Copy out the records below line for line, without changing a single character.
* Start *
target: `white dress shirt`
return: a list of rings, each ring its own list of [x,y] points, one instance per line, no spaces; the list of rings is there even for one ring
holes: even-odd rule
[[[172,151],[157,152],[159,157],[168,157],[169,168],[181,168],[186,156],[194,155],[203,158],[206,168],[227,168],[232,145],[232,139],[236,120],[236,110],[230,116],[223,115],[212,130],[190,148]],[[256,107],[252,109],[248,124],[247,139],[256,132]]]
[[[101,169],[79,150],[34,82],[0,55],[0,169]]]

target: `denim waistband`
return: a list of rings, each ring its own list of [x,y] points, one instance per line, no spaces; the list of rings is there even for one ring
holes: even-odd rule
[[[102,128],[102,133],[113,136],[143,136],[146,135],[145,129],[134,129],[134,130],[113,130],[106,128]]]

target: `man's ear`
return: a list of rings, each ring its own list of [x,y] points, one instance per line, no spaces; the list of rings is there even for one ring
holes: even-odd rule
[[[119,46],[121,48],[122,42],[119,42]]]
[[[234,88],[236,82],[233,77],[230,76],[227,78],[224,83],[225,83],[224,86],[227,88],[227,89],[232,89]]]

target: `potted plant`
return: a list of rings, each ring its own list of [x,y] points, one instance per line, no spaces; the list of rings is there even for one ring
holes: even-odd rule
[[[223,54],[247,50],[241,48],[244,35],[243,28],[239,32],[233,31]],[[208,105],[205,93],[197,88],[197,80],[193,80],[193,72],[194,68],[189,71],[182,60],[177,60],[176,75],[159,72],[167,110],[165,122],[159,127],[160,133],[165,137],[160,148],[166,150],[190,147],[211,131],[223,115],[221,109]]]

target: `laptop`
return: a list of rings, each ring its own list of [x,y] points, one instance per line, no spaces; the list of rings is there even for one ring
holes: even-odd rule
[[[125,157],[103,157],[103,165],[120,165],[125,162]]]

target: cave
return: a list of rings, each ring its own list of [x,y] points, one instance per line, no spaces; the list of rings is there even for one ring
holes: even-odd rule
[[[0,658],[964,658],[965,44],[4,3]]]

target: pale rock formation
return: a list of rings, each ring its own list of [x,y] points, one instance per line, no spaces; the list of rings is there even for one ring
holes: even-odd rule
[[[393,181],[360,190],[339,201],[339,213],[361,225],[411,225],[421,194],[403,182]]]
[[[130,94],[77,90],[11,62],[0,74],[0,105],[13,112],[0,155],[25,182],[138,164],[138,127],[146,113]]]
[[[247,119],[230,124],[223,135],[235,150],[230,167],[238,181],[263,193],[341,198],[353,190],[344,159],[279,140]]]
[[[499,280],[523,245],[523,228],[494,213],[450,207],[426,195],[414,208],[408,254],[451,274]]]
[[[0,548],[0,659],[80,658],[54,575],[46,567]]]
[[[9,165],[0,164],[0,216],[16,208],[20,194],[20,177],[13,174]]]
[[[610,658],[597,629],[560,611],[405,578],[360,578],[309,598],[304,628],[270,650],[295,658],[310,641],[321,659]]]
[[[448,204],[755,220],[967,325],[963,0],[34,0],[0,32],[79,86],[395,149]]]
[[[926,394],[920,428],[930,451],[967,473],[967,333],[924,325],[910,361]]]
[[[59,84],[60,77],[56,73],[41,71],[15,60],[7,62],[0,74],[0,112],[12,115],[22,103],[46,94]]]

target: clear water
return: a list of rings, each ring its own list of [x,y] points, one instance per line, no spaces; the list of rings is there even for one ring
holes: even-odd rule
* End *
[Full response]
target: `white dress shirt`
return: a list of rings, each ring its own list of [x,y] points, one instance per line, no spaces; the list of rings is there even for one ring
holes: even-odd rule
[[[172,151],[157,152],[159,157],[168,157],[169,168],[181,168],[186,156],[194,155],[203,158],[206,168],[227,168],[232,145],[232,139],[236,120],[236,110],[230,116],[223,115],[212,130],[190,148]],[[256,107],[252,109],[248,124],[247,139],[256,132]]]
[[[101,169],[79,150],[34,82],[0,55],[0,169]]]

target: `denim waistband`
return: a list of rings, each ring its own list of [x,y] points, one instance per line, no spaces; the list of rings is there even for one ring
holes: even-odd rule
[[[102,128],[102,133],[113,136],[143,136],[146,135],[145,129],[134,129],[134,130],[113,130],[106,128]]]

target: `man's ear`
return: a list of rings, each ring its own list of [x,y] points, one instance per line, no spaces; the list of rings is there even for one ring
holes: even-odd rule
[[[119,46],[121,48],[122,42],[119,42]]]
[[[234,88],[236,82],[233,77],[230,76],[227,78],[224,83],[225,83],[224,86],[227,88],[227,89],[232,89]]]

target: `potted plant`
return: a list of rings, each ring its own list of [x,y] points, one instance per line, no spaces; the list of rings is there even for one ring
holes: even-odd rule
[[[223,54],[247,50],[241,48],[244,35],[243,28],[239,32],[233,31]],[[208,105],[205,93],[197,88],[197,80],[193,80],[193,72],[194,68],[189,71],[182,60],[177,60],[176,75],[159,72],[167,110],[165,122],[159,127],[160,133],[165,137],[160,148],[166,150],[190,147],[211,131],[223,115],[221,109]]]

target: `laptop`
return: a list of rings, each ring its own list of [x,y] points, one instance per line, no spaces; the list of rings is there even for one ring
holes: even-odd rule
[[[125,157],[103,157],[103,165],[120,165],[125,162]]]

target: cave
return: a list of rings, each ring its own list of [x,y] points, one instance per line, no spaces; the list of rings is there even for one ring
holes: even-odd rule
[[[0,658],[964,658],[965,44],[4,3]]]

target: pale rock formation
return: a list of rings, each ring its own list of [x,y] points, one instance per line, no spaces; the list of rings is there even for one ring
holes: even-odd rule
[[[393,181],[360,190],[339,201],[339,213],[361,225],[411,225],[421,194],[403,182]]]
[[[130,94],[77,90],[11,62],[0,74],[0,105],[13,112],[0,155],[25,182],[138,164],[138,127],[146,113]]]
[[[247,119],[230,124],[223,135],[235,150],[230,167],[238,181],[263,193],[341,198],[353,190],[344,159],[279,140]]]
[[[499,280],[523,245],[523,228],[494,213],[450,207],[426,195],[414,208],[408,254],[451,274]]]
[[[0,548],[0,659],[80,658],[54,575],[46,567]]]
[[[9,165],[0,164],[0,216],[16,208],[20,194],[20,177],[13,174]]]
[[[610,658],[597,629],[560,611],[405,578],[360,578],[309,598],[304,628],[270,650],[295,658],[310,641],[321,659]]]
[[[448,204],[755,220],[967,325],[963,0],[34,0],[0,32],[79,86],[395,149]]]
[[[926,394],[920,428],[930,451],[967,473],[967,333],[924,325],[910,361]]]
[[[59,84],[60,77],[56,73],[41,71],[15,60],[7,62],[0,74],[0,112],[12,115],[22,103],[46,94]]]

target: clear water
return: a list of rings, each ring its own list of [x,y] points, one instance per line, no spaces; the list of rings is there even for one ring
holes: even-odd rule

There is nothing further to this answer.